■ Selected passage ■
::::::

Act II, Scene 1 Summary

It’s three in the morning, and Higgins’s servants are dozing in his study. Abruptly, Higgins, Pickering, and Eliza burst through the door. Pickering is visibly excited, while Higgins is attempting to appear unaffected. Eliza, however, looks downcast. Pickering commends Higgins, and the two men sing “You Did It,” congratulating themselves as if Eliza isn’t there.

They recount what happened with Karpathy to Mrs. Pearce, adding a dramatic flair that makes the moment even larger than it was in the previous scene. After dancing with Eliza, Karpathy revealed before the hostess that “she was a fraud!” (90). He determined that she must be foreign, as her English was too perfect, declaring that Eliza was not only Hungarian, but a Hungarian princess. The servants join in the song, praising and congratulating Higgins.

::::::

■ Provided data ■

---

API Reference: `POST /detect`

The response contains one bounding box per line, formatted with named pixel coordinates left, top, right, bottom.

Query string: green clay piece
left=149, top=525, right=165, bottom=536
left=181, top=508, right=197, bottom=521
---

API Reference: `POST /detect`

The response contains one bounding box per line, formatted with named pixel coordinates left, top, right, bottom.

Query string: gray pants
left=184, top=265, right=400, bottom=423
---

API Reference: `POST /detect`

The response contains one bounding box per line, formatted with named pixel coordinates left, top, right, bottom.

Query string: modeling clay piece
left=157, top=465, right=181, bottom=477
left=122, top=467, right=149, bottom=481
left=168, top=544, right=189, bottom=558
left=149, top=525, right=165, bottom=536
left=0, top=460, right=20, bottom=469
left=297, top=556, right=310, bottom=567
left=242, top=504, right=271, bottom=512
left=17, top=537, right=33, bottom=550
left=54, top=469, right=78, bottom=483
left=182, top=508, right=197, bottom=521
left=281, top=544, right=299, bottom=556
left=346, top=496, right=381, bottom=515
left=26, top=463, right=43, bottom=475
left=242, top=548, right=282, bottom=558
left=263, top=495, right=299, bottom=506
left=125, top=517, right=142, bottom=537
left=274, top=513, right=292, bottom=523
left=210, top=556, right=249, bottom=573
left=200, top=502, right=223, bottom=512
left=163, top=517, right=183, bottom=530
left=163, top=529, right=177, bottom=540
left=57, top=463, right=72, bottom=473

::::::

■ Exercise set ■
1. In the Act II, Scene 1 summary:
(a) What time is it when Higgins, Pickering, and Eliza come through the door?
(b) What is the title of the song the two men sing to congratulate themselves?
(c) What did Karpathy declare Eliza to be?
2. Can you reproduce all three records above word for word, every coordinate line included?

■ Solutions per task ■
1.
(a) Three in the morning.
(b) "You Did It."
(c) Not only Hungarian, but a Hungarian princess.

2.
---

API Reference: `POST /detect`

The response contains one bounding box per line, formatted with named pixel coordinates left, top, right, bottom.

Query string: green clay piece
left=149, top=525, right=165, bottom=536
left=181, top=508, right=197, bottom=521
---

API Reference: `POST /detect`

The response contains one bounding box per line, formatted with named pixel coordinates left, top, right, bottom.

Query string: gray pants
left=184, top=265, right=400, bottom=423
---

API Reference: `POST /detect`

The response contains one bounding box per line, formatted with named pixel coordinates left, top, right, bottom.

Query string: modeling clay piece
left=157, top=465, right=181, bottom=477
left=122, top=467, right=149, bottom=481
left=168, top=544, right=189, bottom=558
left=149, top=525, right=165, bottom=536
left=0, top=460, right=20, bottom=469
left=297, top=556, right=310, bottom=567
left=242, top=504, right=271, bottom=512
left=17, top=537, right=33, bottom=550
left=54, top=469, right=78, bottom=483
left=182, top=508, right=197, bottom=521
left=281, top=544, right=299, bottom=556
left=346, top=496, right=381, bottom=515
left=26, top=463, right=43, bottom=475
left=242, top=548, right=282, bottom=558
left=263, top=495, right=299, bottom=506
left=125, top=517, right=142, bottom=537
left=274, top=513, right=292, bottom=523
left=210, top=556, right=249, bottom=573
left=200, top=502, right=223, bottom=512
left=163, top=517, right=183, bottom=530
left=163, top=529, right=177, bottom=540
left=57, top=463, right=72, bottom=473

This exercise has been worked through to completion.